Rows from a data source:
========================================================================

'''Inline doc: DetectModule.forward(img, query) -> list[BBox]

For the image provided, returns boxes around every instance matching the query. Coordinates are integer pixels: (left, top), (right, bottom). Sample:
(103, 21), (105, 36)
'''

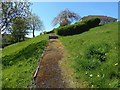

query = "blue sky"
(29, 2), (118, 37)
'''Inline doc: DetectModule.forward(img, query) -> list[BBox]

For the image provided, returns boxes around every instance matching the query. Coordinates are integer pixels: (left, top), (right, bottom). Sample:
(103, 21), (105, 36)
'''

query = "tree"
(11, 17), (29, 42)
(52, 9), (80, 26)
(28, 14), (44, 37)
(0, 0), (31, 32)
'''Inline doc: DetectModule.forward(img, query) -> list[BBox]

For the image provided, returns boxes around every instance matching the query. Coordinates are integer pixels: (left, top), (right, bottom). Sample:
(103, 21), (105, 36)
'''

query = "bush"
(56, 18), (100, 36)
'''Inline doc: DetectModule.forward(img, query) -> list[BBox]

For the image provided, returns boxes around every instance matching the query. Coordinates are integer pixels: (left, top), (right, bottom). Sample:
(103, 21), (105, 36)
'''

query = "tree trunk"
(33, 28), (35, 37)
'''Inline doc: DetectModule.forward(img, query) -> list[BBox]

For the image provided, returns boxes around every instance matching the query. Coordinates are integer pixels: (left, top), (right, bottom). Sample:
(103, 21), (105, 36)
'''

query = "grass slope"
(2, 35), (47, 88)
(60, 23), (120, 88)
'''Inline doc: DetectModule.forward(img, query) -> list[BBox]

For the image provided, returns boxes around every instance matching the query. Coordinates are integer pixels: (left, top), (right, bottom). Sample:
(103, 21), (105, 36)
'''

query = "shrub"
(56, 18), (100, 36)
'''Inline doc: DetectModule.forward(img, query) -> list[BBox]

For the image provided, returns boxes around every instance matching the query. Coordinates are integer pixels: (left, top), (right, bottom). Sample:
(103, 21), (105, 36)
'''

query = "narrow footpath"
(36, 39), (66, 88)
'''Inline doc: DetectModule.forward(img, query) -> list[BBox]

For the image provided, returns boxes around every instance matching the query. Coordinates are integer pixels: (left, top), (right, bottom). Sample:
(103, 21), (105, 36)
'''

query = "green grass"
(60, 23), (120, 88)
(2, 35), (47, 88)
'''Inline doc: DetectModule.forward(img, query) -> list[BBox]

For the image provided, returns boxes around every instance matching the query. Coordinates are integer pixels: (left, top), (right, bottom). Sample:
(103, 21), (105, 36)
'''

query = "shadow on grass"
(2, 40), (46, 69)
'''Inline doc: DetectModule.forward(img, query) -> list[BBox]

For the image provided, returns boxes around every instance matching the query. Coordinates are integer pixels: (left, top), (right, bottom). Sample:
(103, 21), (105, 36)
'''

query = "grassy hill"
(2, 23), (120, 88)
(2, 35), (47, 88)
(60, 23), (120, 88)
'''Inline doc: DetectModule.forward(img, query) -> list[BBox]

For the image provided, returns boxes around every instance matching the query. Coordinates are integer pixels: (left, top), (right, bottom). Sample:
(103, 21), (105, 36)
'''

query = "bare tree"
(28, 14), (44, 37)
(52, 9), (80, 26)
(0, 0), (31, 32)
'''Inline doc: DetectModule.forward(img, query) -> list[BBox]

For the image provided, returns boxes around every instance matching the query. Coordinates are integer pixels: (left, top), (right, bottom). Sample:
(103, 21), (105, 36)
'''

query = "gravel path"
(36, 39), (66, 88)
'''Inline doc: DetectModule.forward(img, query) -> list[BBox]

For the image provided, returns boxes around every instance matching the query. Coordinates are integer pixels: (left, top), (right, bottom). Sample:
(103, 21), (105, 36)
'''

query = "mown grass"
(2, 35), (47, 88)
(60, 23), (120, 88)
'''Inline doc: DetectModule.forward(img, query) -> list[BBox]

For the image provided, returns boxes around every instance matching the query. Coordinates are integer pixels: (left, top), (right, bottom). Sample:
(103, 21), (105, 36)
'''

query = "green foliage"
(2, 35), (47, 88)
(11, 17), (29, 42)
(57, 18), (100, 36)
(52, 9), (80, 26)
(60, 23), (120, 88)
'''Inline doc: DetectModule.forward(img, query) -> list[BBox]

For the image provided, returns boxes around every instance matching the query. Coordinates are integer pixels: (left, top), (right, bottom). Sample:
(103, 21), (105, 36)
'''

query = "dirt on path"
(36, 39), (66, 88)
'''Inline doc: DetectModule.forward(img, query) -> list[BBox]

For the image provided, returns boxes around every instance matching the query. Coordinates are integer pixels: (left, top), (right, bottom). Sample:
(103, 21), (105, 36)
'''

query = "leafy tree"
(0, 0), (31, 32)
(28, 14), (44, 37)
(11, 17), (29, 42)
(52, 9), (80, 26)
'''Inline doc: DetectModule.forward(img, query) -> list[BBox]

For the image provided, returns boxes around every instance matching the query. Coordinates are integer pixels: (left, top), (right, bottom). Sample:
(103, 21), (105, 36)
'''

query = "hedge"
(56, 18), (100, 36)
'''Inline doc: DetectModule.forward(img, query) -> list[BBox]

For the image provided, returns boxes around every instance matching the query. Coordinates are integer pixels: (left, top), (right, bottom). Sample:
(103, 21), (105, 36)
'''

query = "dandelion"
(115, 63), (118, 66)
(97, 75), (100, 77)
(90, 74), (93, 77)
(91, 85), (94, 88)
(85, 72), (88, 75)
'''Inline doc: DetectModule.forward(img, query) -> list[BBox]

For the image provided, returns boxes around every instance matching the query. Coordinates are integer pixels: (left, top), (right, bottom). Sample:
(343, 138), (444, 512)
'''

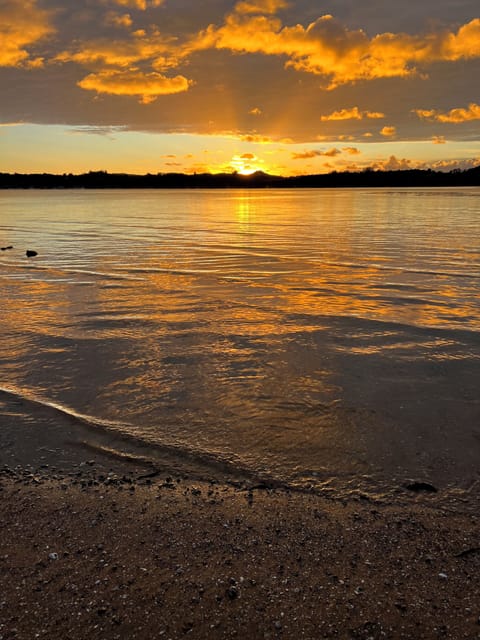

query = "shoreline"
(0, 436), (480, 640)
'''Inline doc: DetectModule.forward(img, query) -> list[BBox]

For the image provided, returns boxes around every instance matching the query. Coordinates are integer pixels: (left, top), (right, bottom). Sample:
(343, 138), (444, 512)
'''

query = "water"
(0, 189), (480, 496)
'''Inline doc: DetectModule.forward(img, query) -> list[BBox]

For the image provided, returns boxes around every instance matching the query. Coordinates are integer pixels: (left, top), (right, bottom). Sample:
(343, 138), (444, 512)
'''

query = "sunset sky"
(0, 0), (480, 175)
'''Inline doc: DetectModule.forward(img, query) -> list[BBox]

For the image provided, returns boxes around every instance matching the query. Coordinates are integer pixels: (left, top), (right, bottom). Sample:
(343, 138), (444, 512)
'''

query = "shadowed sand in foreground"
(0, 434), (480, 640)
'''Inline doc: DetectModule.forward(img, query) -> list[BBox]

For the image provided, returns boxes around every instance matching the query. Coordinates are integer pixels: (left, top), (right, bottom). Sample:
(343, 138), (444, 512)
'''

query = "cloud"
(78, 71), (190, 104)
(113, 0), (164, 11)
(105, 11), (133, 28)
(380, 127), (397, 138)
(320, 107), (385, 122)
(235, 0), (288, 14)
(292, 148), (342, 160)
(240, 133), (273, 144)
(0, 0), (54, 67)
(55, 30), (178, 71)
(413, 102), (480, 124)
(373, 156), (412, 171)
(189, 10), (480, 89)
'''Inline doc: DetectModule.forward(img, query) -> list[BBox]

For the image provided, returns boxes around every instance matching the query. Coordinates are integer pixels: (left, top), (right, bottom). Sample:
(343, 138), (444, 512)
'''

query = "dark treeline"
(0, 166), (480, 189)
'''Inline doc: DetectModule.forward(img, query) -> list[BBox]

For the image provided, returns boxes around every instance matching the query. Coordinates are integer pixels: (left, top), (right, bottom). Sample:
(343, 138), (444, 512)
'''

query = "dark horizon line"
(0, 165), (480, 189)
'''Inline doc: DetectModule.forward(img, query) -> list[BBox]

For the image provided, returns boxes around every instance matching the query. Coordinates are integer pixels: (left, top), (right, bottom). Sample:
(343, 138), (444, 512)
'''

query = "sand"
(0, 450), (480, 640)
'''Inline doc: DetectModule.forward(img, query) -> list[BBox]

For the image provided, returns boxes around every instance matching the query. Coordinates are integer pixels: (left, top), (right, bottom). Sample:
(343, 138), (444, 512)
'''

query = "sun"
(230, 153), (261, 176)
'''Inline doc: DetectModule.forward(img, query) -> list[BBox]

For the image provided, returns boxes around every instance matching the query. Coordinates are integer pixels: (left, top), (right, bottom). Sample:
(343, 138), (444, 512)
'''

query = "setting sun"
(230, 153), (262, 176)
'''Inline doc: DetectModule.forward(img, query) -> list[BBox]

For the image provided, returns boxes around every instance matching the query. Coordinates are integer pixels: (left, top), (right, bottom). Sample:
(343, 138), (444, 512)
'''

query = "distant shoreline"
(0, 166), (480, 189)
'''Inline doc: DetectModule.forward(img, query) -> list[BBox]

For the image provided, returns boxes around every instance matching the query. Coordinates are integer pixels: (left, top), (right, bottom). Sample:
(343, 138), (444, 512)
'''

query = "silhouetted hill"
(0, 166), (480, 189)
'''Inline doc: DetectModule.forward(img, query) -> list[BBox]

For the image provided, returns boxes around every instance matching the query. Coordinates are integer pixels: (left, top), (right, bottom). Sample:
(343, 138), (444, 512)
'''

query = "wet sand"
(0, 432), (480, 640)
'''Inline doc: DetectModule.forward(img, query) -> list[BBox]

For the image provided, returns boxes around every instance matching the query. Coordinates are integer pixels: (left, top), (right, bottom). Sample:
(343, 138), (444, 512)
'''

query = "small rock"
(405, 482), (438, 493)
(227, 584), (239, 600)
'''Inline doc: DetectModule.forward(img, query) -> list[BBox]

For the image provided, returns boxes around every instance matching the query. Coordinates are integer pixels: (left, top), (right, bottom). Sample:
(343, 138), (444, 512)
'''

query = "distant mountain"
(0, 166), (480, 189)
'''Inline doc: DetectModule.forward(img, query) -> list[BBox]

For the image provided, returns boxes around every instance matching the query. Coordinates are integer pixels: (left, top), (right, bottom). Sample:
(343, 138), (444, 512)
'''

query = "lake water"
(0, 188), (480, 496)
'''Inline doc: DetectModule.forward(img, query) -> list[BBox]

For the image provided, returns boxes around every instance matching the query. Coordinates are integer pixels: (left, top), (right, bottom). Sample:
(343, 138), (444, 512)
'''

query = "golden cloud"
(113, 0), (164, 11)
(186, 12), (480, 87)
(292, 147), (342, 160)
(380, 127), (397, 138)
(413, 102), (480, 124)
(55, 32), (178, 71)
(78, 70), (191, 104)
(235, 0), (288, 14)
(105, 11), (133, 28)
(320, 107), (385, 122)
(0, 0), (54, 67)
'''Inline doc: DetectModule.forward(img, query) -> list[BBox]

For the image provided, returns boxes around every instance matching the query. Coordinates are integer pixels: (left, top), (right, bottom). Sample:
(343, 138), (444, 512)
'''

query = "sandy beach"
(0, 441), (480, 640)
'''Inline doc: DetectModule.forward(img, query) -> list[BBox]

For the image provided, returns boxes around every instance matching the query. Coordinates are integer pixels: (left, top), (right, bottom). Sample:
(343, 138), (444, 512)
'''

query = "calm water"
(0, 189), (480, 493)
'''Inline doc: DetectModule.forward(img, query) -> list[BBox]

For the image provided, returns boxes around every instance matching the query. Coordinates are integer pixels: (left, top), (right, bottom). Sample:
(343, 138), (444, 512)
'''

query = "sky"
(0, 0), (480, 175)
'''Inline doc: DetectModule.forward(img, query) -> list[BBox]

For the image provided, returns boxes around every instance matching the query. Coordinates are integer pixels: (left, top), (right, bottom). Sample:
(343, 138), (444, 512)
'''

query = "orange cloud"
(413, 102), (480, 124)
(105, 11), (132, 28)
(235, 0), (288, 14)
(187, 12), (480, 89)
(55, 31), (178, 71)
(114, 0), (164, 11)
(320, 107), (385, 122)
(292, 148), (342, 160)
(380, 127), (397, 138)
(0, 0), (54, 67)
(78, 71), (191, 104)
(373, 156), (412, 171)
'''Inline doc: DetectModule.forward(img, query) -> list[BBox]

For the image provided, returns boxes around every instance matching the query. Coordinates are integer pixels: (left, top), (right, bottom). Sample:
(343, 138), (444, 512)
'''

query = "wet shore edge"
(0, 416), (480, 640)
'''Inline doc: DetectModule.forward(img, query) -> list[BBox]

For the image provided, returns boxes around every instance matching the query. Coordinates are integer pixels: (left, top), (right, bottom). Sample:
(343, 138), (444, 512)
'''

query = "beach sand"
(0, 430), (480, 640)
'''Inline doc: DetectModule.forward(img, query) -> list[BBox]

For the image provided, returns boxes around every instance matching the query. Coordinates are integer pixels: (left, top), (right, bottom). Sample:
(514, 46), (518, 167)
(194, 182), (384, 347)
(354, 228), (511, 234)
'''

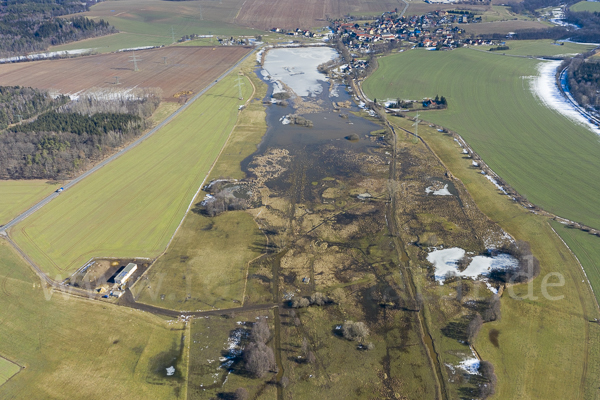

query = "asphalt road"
(0, 49), (257, 234)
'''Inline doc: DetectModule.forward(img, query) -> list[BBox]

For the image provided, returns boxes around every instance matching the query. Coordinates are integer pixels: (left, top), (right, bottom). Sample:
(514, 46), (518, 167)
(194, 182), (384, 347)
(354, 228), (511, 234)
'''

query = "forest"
(563, 57), (600, 110)
(0, 89), (161, 179)
(0, 86), (70, 129)
(0, 0), (116, 57)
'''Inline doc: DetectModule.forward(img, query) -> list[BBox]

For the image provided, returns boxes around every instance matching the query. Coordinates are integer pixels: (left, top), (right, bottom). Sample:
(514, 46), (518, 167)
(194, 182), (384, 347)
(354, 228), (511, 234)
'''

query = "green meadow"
(0, 180), (60, 225)
(0, 240), (187, 400)
(51, 0), (264, 52)
(364, 46), (600, 231)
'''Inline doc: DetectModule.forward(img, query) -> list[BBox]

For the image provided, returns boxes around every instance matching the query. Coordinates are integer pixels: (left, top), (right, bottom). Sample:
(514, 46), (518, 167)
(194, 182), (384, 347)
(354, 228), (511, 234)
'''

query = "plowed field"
(235, 0), (405, 29)
(0, 47), (250, 101)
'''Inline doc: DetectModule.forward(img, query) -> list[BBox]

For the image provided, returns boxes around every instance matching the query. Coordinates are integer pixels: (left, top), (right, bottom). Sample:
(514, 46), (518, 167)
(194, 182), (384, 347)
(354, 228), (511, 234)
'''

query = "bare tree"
(292, 297), (310, 308)
(467, 314), (483, 344)
(329, 288), (346, 304)
(310, 292), (328, 306)
(479, 361), (497, 399)
(250, 318), (271, 343)
(481, 294), (501, 322)
(342, 321), (369, 341)
(244, 342), (276, 378)
(233, 388), (250, 400)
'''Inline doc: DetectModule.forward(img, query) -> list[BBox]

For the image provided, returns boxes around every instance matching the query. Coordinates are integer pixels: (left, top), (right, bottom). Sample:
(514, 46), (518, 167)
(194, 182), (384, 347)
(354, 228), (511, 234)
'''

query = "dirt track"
(0, 46), (250, 101)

========================================================================

## Task instructions:
Copy everything from the start of the rows down to the line containing "(29, 2), (118, 37)", substituting "open sky" for "blue sky" and changing nothing else. Leave the pictures out of your answer.

## Final result:
'''Inline doc: DetectModule.forward(img, query) -> list[BBox]

For the image provided, returns boxes around every instance matching the query. Coordinates are integer pixels: (left, top), (right, bottom). Sample:
(103, 21), (105, 36)
'''


query = "open sky"
(29, 2), (118, 37)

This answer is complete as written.